[WORK REQUEST A]: Translate this sentence from the article on Ezetimibe into Spanish: "The drug is designed for people who would normally be given statins but cannot take them because of health reasons or because they cannot tolerate them."
[WORK REQUEST B]: For each statement, answer yes or no according to the article on Ezetimibe, and quote the words of the article that decide it. (i) Ezetimibe works by inhibiting the production of cholesterol in the liver. (ii) Smoking is named as a lifestyle habit that can combine with genetic factors in primary non-familial hypercholesterolaemia. (iii) Ezetimibe is an option for patients whose cholesterol is still not properly controlled after their initial statin dose is increased.
[WORK REQUEST C]: Rewrite the part of the article on Ezetimibe that opens with the words containing "According to NICE, Ezetimibe" and closes with "in the liver.", replacing "intestine" with "gut".

[PASSAGE PROVIDED]:
•••••

New guidance means people who cannot tolerate the cholesterol-lowering drugs statins will get access to a different form of treatment on the NHS.

The National Institute for Health and Clinical Excellence (NICE) has approved Ezetimibe (ezetrol) for the treatment of hypercholesterolaemia, which is characterised by high amounts of cholesterol in the blood.

The most common form of the condition - primary non-familial hypercholesterolaemia - sees genetic factors combine with a person's lifestyle habits, such as poor diet, smoking and a lack of exercise, to cause high cholesterol levels.

According to NICE, Ezetimibe works by inhibiting the absorption of cholesterol in the intestine, unlike statins which inhibit the production of cholesterol in the liver.

The drug is designed for people who would normally be given statins but cannot take them because of health reasons or because they cannot tolerate them.

It is also an option for patients whose cholesterol is still not properly controlled after an increase in their initial dose of statin or where they cannot tolerate the statin.

Professor Jeremy Pearson, associate medical director at the British Heart Foundation, said: "We welcome the NICE guidelines on the use of Ezetimibe.

"It is an effective alternative for those who cannot tolerate a statin and a useful addition when a statin is not enough to lower a person's cholesterol level on its own."

•••••

[THE DATA]:
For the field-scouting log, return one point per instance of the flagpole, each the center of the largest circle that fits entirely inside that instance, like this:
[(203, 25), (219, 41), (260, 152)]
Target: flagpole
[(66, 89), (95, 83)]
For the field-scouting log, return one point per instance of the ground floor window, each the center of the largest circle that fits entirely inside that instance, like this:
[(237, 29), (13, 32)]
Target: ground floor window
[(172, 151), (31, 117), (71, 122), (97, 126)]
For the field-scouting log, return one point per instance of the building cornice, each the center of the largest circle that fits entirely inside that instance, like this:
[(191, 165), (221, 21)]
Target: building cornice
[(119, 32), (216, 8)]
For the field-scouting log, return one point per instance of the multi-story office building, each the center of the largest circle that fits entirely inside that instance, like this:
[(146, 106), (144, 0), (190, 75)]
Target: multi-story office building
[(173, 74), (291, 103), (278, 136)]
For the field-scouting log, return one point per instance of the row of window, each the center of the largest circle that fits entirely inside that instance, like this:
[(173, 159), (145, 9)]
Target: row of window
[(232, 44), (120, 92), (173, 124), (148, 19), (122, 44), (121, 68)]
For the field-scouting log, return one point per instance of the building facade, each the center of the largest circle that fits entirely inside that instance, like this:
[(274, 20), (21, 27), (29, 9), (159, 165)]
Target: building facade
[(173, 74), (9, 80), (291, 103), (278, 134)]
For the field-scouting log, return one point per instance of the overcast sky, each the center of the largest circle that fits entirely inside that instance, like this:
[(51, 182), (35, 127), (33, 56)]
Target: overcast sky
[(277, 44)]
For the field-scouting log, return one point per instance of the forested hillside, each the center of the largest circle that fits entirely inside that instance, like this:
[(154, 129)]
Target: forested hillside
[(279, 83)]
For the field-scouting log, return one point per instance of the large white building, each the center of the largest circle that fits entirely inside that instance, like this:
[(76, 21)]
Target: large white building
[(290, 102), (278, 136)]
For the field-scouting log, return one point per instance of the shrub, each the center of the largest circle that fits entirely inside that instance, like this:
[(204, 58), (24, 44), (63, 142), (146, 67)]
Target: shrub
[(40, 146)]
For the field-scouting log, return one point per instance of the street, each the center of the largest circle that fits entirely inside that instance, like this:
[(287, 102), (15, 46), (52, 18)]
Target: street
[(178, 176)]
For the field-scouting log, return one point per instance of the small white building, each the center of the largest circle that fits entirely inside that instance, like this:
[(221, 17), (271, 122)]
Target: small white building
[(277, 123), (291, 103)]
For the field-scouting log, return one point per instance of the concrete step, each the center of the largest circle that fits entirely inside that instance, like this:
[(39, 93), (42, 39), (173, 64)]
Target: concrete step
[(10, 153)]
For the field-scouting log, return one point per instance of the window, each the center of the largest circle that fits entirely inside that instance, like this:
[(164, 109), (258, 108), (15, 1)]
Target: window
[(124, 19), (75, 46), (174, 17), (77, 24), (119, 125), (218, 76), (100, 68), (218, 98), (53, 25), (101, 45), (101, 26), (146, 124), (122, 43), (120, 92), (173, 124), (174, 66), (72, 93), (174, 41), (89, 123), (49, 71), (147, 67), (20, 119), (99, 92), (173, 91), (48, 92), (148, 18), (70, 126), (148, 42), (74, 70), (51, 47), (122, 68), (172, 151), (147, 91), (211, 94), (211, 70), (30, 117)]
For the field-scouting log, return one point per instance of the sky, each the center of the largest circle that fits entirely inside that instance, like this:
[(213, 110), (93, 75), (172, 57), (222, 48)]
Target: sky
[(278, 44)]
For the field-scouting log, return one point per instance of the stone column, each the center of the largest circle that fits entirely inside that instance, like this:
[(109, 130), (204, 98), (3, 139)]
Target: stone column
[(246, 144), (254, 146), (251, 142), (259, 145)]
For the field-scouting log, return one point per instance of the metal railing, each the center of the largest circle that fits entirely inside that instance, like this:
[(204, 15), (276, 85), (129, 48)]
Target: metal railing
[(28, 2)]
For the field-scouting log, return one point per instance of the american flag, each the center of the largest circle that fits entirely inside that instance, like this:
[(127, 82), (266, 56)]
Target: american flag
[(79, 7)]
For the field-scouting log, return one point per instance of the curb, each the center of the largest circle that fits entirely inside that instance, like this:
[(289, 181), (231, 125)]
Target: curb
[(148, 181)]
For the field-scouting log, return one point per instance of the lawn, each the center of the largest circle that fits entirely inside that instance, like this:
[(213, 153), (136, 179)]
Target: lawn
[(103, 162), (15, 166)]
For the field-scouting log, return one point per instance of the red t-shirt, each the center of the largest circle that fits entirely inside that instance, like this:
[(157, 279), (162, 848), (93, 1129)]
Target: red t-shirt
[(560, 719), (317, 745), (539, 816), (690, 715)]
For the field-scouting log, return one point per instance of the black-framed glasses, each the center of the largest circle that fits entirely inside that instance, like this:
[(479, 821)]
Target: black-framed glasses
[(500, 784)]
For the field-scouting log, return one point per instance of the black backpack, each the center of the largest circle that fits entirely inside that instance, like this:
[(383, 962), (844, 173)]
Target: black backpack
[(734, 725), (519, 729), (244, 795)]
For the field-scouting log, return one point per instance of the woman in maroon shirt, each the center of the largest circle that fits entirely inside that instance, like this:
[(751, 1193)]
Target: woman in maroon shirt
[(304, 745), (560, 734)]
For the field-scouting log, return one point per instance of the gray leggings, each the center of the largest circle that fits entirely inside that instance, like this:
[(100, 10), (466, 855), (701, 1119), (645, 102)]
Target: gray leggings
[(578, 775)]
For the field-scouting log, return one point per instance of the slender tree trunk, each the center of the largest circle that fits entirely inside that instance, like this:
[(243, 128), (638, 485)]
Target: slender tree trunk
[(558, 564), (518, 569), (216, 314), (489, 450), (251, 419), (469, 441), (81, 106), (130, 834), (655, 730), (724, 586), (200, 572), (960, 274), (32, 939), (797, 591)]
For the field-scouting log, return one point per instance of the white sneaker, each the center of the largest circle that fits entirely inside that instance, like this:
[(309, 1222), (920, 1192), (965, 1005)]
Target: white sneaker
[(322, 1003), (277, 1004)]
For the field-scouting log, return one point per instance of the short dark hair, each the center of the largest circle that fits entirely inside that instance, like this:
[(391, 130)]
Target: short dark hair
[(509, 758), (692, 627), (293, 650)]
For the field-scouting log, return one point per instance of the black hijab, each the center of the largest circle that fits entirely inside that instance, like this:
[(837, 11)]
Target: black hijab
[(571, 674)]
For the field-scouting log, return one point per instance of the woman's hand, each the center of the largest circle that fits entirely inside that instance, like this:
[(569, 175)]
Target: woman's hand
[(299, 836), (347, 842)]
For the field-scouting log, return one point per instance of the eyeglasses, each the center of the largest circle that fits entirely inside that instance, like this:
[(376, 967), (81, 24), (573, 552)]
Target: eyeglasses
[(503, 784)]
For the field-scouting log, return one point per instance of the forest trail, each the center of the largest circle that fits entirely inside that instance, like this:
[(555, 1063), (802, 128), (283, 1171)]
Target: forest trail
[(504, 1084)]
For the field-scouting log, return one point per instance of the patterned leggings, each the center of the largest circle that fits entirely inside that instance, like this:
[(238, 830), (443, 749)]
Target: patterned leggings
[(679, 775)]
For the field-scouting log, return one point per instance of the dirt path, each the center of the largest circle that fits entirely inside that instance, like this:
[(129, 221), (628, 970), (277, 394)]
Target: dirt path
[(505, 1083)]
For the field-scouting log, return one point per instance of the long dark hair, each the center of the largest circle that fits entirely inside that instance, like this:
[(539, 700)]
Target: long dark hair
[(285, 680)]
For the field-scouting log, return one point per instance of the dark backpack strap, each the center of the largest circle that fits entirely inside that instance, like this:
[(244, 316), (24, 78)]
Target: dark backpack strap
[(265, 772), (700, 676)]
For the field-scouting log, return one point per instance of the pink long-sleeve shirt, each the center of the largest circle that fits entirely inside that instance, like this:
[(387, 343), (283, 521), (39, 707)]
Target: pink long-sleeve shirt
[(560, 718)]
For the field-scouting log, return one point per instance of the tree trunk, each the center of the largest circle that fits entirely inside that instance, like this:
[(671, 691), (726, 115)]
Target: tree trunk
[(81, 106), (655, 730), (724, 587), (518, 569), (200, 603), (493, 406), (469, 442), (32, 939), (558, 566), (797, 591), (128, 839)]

•••••

[WRITTEN SOLUTION A]: El fármaco está diseñado para personas a las que normalmente se les administrarían estatinas, pero que no pueden tomarlas por motivos de salud o porque no las toleran.

[WRITTEN SOLUTION B]:
(i) No: "Ezetimibe works by inhibiting the absorption of cholesterol in the intestine, unlike statins which inhibit the production of cholesterol in the liver"
(ii) Yes: "such as poor diet, smoking and a lack of exercise"
(iii) Yes: "whose cholesterol is still not properly controlled after an increase in their initial dose of statin"

[WRITTEN SOLUTION C]:
According to NICE, Ezetimibe works by inhibiting the absorption of cholesterol in the gut, unlike statins which inhibit the production of cholesterol in the liver.